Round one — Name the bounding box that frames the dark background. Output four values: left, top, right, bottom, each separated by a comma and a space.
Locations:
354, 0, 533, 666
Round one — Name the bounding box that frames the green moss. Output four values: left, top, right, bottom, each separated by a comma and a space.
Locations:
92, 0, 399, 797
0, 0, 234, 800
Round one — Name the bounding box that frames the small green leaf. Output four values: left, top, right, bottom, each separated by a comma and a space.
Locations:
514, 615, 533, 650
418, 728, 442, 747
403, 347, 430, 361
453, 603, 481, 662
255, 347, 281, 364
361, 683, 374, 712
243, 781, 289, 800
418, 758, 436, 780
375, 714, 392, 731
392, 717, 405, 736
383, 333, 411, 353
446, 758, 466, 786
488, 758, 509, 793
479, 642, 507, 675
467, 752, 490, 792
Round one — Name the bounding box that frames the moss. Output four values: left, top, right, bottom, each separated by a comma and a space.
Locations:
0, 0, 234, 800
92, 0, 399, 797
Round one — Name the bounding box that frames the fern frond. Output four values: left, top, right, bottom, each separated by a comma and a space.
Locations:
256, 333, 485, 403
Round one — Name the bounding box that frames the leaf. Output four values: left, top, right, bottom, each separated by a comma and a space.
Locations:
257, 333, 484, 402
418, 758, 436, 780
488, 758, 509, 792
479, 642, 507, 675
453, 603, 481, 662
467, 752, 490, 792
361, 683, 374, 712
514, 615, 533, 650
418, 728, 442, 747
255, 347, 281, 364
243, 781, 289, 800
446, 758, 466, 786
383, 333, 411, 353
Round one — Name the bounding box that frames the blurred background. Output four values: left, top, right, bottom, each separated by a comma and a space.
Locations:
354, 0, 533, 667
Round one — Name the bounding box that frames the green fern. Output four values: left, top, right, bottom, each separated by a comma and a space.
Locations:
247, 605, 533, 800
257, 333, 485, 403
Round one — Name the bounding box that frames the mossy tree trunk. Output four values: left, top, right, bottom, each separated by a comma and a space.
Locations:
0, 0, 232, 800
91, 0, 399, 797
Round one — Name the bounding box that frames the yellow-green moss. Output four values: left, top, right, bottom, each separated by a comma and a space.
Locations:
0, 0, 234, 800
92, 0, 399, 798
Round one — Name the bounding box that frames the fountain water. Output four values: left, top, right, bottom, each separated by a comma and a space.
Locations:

■ EXERCISE REQUIREMENTS
Turn the records above into a JSON array of strings with one string per line, and omit any blank lines.

■ SOLUTION FOR THIS TASK
[
  "Round one — Name the bounding box that frames the dark background. Output four values: left, top, right, bottom, each separated by a comma and a space.",
  "Locations:",
  "354, 0, 533, 666",
  "Round one — Name the bounding box that frames the green moss. Output four values: left, top, right, bottom, each separated by a comma and a space.",
  "Locations:",
  "92, 0, 399, 797",
  "0, 0, 234, 800",
  "Round one — Name the bounding box that frames the small green leaf. Output four values: left, top, right, bottom, each separated by a comma and a space.",
  "Locations:",
  "514, 615, 533, 650",
  "418, 728, 442, 747",
  "403, 347, 430, 361",
  "453, 603, 481, 662",
  "255, 347, 281, 364",
  "361, 683, 374, 712",
  "243, 781, 289, 800",
  "418, 758, 436, 780",
  "375, 714, 392, 731",
  "392, 717, 405, 736",
  "383, 333, 411, 353",
  "446, 758, 466, 786",
  "488, 758, 509, 793",
  "479, 642, 507, 675",
  "467, 752, 490, 792",
  "Round one — Name the bounding box that frames the moss. Output four values: left, top, right, bottom, each separated by a comma and a space.",
  "Locations:",
  "0, 0, 234, 800",
  "92, 0, 399, 797",
  "Round one — Name the bounding box that frames the fern frond. Output four values: left, top, right, bottom, each separated by a comma and a space.",
  "Locations:",
  "256, 333, 485, 403",
  "Round one — Name the bounding box that frames the leaf. Output four values: left, top, right, bottom, each separated by a comma and a space.",
  "Locations:",
  "257, 333, 484, 402",
  "418, 758, 436, 780",
  "488, 758, 509, 792",
  "479, 642, 507, 675",
  "453, 603, 481, 662",
  "467, 752, 490, 792",
  "361, 683, 374, 712",
  "514, 615, 533, 650",
  "418, 728, 442, 747",
  "255, 347, 281, 364",
  "243, 781, 289, 800",
  "446, 758, 466, 786",
  "383, 333, 411, 353",
  "Round one — Name the bounding box that frames the blurred background. Output four values: left, top, right, bottom, each separated by a comma and a space.",
  "Locations:",
  "354, 0, 533, 667",
  "Round one — Name the bounding box that frames the green fern. Output four values: left, top, right, bottom, each separated by a comma and a space.",
  "Locations:",
  "247, 605, 533, 800",
  "257, 333, 485, 403",
  "Round one — Name the bounding box that frames the mossy tree trunk. Output four values: left, top, right, bottom, each separated by a comma and a space.",
  "Locations:",
  "0, 0, 232, 800",
  "91, 0, 399, 797",
  "Round one — Name the bounding box that frames the yellow-green moss. Output four values: left, top, right, bottom, each separated by a comma and a space.",
  "Locations:",
  "0, 0, 234, 800",
  "92, 0, 399, 798",
  "Round one — Name the bounding box that frames the fountain water. Output four values: left, top, right, bottom, each separated by a comma and a space.",
  "Locations:"
]